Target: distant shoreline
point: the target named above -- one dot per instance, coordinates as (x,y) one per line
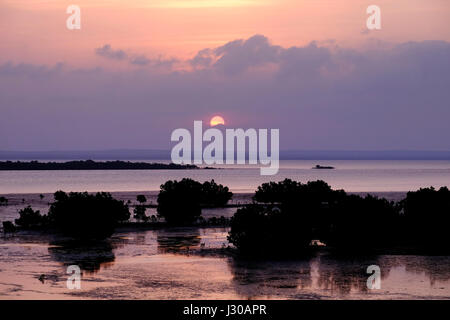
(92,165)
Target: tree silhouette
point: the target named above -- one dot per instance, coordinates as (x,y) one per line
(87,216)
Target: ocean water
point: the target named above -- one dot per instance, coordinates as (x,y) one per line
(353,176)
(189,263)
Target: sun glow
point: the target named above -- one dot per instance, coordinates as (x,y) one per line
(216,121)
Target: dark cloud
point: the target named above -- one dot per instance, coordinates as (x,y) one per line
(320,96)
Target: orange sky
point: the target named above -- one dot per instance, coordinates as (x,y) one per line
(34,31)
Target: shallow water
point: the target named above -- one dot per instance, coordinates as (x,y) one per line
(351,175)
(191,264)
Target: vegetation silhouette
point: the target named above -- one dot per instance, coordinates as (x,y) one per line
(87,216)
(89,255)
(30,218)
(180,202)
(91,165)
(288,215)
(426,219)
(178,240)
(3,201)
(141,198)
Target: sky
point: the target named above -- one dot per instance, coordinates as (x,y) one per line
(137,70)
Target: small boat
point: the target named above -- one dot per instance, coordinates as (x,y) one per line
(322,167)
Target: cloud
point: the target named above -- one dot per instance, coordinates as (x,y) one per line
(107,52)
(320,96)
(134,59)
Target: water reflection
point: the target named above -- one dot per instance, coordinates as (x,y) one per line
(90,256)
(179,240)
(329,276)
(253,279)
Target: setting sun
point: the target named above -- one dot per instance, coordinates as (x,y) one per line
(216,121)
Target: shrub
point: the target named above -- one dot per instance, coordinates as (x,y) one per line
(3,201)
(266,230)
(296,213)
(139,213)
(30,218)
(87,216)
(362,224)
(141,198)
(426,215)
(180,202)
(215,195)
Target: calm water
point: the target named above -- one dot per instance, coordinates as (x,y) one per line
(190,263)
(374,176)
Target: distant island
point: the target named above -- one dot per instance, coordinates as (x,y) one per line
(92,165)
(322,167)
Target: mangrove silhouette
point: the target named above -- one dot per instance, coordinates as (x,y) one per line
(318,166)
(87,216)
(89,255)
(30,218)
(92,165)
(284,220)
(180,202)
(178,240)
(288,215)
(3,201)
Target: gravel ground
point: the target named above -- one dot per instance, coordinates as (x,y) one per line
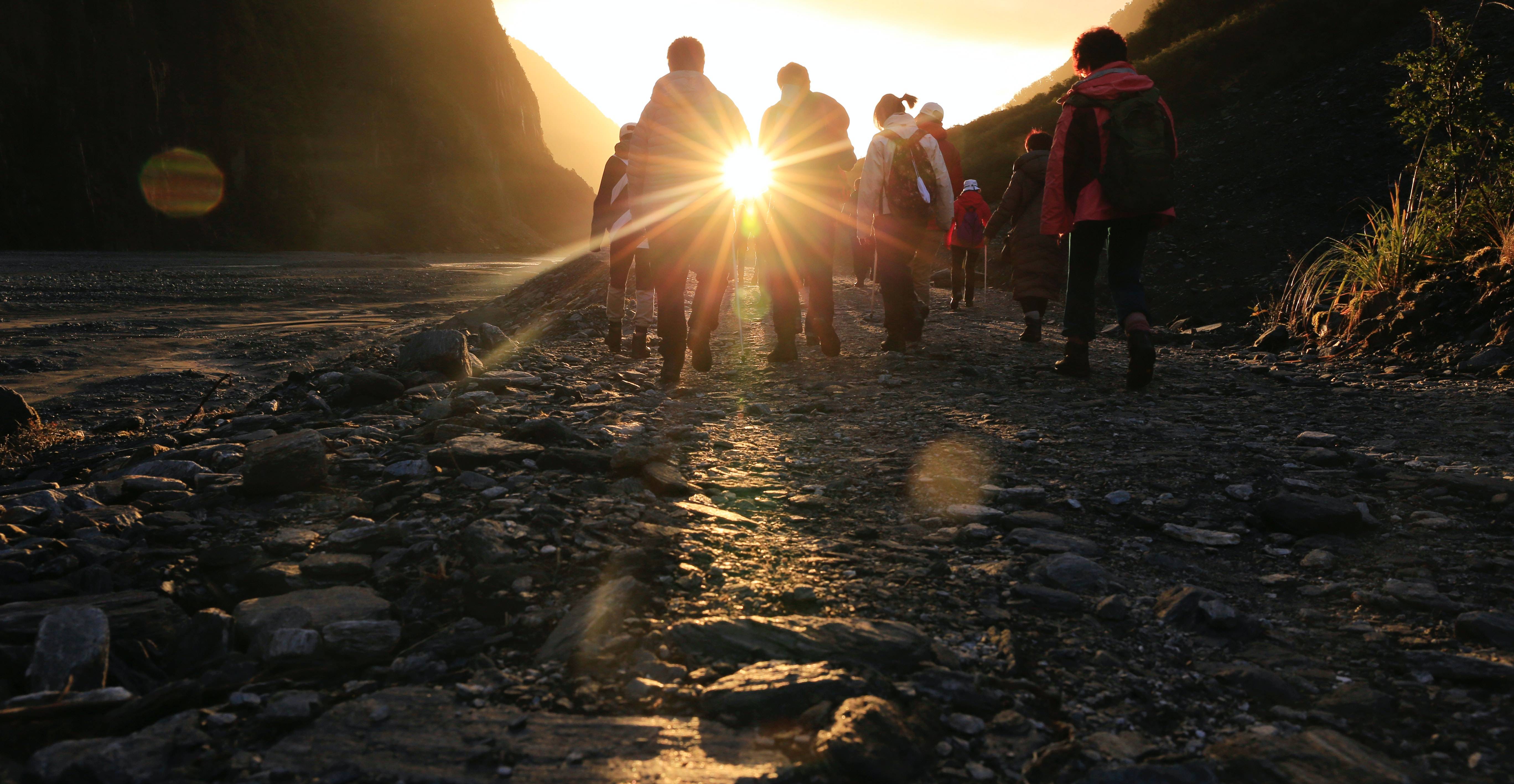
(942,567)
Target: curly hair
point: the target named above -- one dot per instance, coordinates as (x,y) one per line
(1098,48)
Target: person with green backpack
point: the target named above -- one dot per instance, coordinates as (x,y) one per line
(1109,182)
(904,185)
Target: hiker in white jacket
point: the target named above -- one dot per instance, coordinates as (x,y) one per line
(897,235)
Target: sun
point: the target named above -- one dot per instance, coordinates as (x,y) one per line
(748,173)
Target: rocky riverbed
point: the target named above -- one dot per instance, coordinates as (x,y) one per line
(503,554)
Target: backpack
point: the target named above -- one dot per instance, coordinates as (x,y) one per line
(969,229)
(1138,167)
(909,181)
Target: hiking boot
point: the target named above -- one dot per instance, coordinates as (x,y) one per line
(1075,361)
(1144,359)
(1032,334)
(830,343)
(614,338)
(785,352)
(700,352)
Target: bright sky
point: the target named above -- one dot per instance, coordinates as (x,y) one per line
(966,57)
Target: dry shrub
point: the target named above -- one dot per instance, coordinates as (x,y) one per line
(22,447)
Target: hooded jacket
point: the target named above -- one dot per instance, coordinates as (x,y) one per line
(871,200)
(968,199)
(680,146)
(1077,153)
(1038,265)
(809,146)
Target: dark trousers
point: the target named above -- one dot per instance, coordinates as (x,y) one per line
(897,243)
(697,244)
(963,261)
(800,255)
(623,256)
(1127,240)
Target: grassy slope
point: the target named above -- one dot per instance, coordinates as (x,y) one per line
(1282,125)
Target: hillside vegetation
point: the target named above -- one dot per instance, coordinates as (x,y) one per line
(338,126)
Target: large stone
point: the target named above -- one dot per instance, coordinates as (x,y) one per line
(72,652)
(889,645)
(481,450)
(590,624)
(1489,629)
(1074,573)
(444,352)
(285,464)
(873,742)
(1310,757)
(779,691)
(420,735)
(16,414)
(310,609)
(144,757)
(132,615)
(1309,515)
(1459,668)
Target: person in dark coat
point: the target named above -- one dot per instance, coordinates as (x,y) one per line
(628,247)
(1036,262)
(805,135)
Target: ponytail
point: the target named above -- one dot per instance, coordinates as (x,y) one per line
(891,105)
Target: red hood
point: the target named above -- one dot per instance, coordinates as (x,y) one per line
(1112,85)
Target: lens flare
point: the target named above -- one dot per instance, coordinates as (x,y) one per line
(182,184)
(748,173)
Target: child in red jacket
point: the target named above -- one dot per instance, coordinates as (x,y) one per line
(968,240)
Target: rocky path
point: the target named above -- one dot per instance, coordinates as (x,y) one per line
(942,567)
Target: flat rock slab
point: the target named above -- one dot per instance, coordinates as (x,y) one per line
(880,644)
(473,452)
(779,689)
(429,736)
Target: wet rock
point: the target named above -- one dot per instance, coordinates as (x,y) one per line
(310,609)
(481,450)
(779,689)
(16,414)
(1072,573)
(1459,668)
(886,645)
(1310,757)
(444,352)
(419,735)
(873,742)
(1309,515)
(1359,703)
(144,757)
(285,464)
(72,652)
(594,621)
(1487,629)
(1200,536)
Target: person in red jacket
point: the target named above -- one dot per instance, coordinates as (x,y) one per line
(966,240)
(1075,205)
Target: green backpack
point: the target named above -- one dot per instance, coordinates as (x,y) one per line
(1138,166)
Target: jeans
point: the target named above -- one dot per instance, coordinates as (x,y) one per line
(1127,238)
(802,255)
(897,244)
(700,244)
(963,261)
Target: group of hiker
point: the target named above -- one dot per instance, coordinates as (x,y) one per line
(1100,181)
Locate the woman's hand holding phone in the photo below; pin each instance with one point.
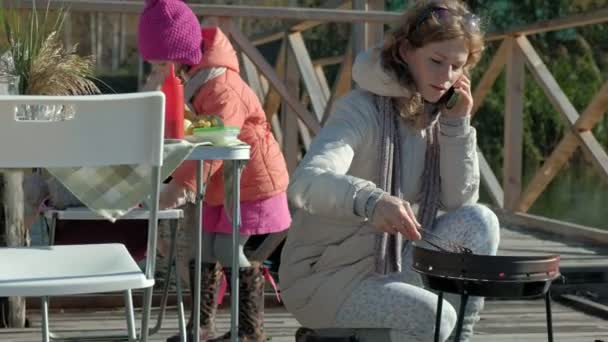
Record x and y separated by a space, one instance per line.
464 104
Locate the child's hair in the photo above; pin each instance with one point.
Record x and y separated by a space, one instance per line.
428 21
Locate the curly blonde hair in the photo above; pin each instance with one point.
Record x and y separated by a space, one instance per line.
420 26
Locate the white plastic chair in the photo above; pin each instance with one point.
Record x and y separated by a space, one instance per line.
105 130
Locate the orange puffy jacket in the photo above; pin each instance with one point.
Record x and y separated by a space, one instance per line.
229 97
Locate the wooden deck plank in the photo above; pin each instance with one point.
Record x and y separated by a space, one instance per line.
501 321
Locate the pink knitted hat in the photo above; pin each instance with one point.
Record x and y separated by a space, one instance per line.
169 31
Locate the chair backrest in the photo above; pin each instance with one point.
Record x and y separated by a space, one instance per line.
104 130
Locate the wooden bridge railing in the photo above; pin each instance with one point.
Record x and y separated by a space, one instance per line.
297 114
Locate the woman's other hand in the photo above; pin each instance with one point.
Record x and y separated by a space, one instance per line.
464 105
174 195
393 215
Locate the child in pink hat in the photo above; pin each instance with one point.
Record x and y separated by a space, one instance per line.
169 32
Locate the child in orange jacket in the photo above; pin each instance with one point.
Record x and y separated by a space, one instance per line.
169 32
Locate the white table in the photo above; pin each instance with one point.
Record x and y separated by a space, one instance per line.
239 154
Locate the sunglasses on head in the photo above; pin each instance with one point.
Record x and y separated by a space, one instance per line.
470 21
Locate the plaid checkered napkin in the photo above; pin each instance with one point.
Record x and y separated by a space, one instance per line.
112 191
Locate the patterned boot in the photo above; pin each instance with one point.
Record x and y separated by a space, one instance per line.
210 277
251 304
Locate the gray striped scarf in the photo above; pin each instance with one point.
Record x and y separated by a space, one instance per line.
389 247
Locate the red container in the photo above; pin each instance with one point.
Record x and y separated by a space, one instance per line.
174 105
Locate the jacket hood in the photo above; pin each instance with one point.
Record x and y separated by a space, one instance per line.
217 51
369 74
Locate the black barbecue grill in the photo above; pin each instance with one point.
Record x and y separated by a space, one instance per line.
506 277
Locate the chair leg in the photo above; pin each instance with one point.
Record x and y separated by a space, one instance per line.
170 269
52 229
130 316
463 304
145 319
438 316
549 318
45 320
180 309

§ **Aim of the exercise**
Return the stretch of data that begins with the line showing "Target: rocky path" and goes on through the line showing "Locate the curly", exactly, with pictures removed.

§ **Written solution**
Target: rocky path
point: the target named above -- one dot per instance, coordinates as (x,y) one per line
(942,567)
Target: flat rock slab
point: the target named above -- one dot per instance, coordinates as (x,y) one per line
(880,644)
(473,452)
(779,689)
(429,736)
Target: wet rock
point: the target named above -- one dot per instance, coordinates as (x,y) one per line
(310,609)
(481,450)
(779,689)
(16,414)
(1072,573)
(1459,668)
(886,645)
(1310,757)
(444,352)
(419,735)
(873,742)
(1309,515)
(1359,703)
(144,757)
(285,464)
(72,652)
(594,621)
(1487,629)
(1200,536)
Target: person in red jacket
point: the target named above -- one dot per instance, coordinates as (x,y) one per line
(966,240)
(1075,205)
Target: green backpack
point: the target named above -- one dot per instance, coordinates as (x,y) one per line
(1138,166)
Target: jeans
point: the target named above -- one dot per instance, coordinates as (x,y) one per line
(1127,238)
(802,255)
(897,244)
(700,244)
(963,261)
Target: group of hiker
point: the target named above -- one dot per instance, coordinates as (x,y) one per line
(1100,181)
Locate the woman's hand holding phone in the photo below; pin each instance with one point.
Record x and y separated by a space, one instance per line.
464 104
Locate the child's hair in the photo above; pin each instance with one point.
Record x and y separated by a space, one instance per line.
428 21
Locate the curly blonde hair in the photo above; pin each instance with one point.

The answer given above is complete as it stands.